- OBJECTIVE: Can you rewrite the lines of the entries below, from the line containing "range in this photo." through the end of the entries, with "field log" changed to "site record" and everything else left as it is? Leave the pictures out of your answer.

(Image point annotation entries)
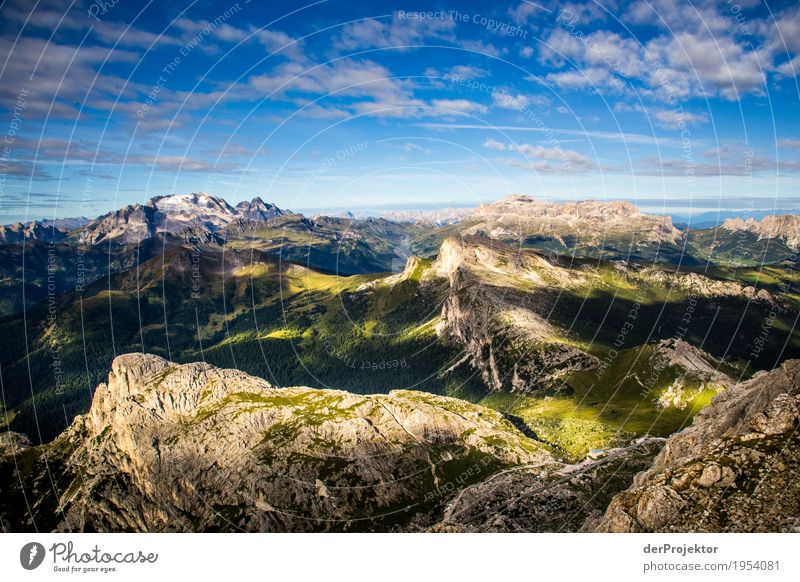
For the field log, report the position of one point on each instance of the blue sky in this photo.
(337, 104)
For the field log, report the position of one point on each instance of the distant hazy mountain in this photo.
(785, 227)
(521, 217)
(37, 230)
(438, 217)
(714, 218)
(201, 214)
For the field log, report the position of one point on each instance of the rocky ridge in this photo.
(191, 447)
(508, 339)
(735, 469)
(785, 227)
(592, 221)
(200, 215)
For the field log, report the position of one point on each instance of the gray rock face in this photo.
(547, 498)
(591, 220)
(737, 468)
(199, 216)
(195, 448)
(513, 346)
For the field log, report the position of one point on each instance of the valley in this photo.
(521, 334)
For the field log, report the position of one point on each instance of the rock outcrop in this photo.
(588, 220)
(737, 468)
(191, 447)
(197, 216)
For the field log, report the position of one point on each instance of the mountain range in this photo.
(550, 348)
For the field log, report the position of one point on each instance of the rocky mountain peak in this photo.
(201, 213)
(191, 447)
(735, 469)
(521, 216)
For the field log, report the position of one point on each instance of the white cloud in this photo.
(459, 106)
(493, 144)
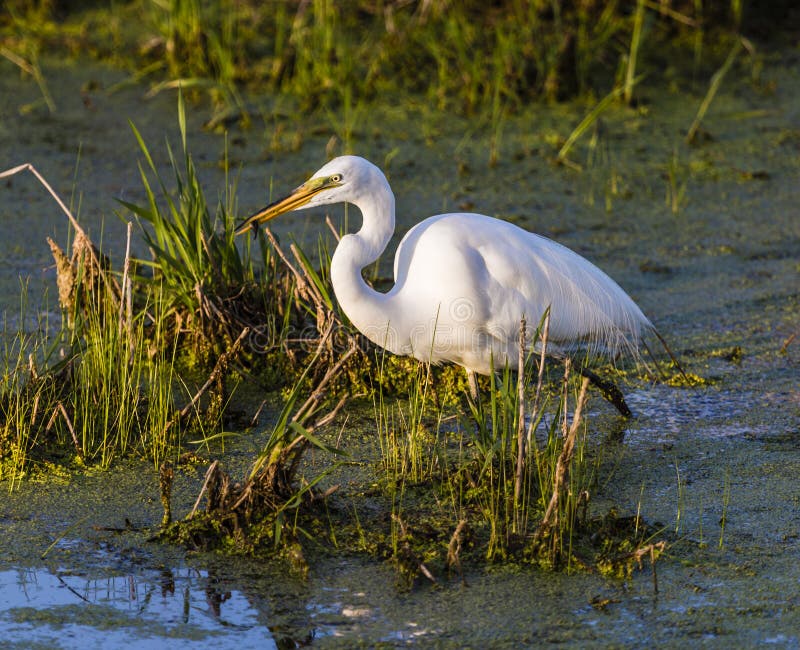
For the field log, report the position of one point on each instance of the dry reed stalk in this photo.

- ANSWER TO THE TASK:
For the site record, report the position of one point on each instance of the mountain range in this photo.
(550, 348)
For the site record, report the position of one point on each instance of the rocky mountain peak in this photo.
(201, 213)
(191, 447)
(735, 469)
(521, 216)
For the site record, report the position of one point on each instance of the white cloud in this photo.
(459, 106)
(493, 144)
For the site record, report the position of one point on each instance of the dry reed stalk in this photo.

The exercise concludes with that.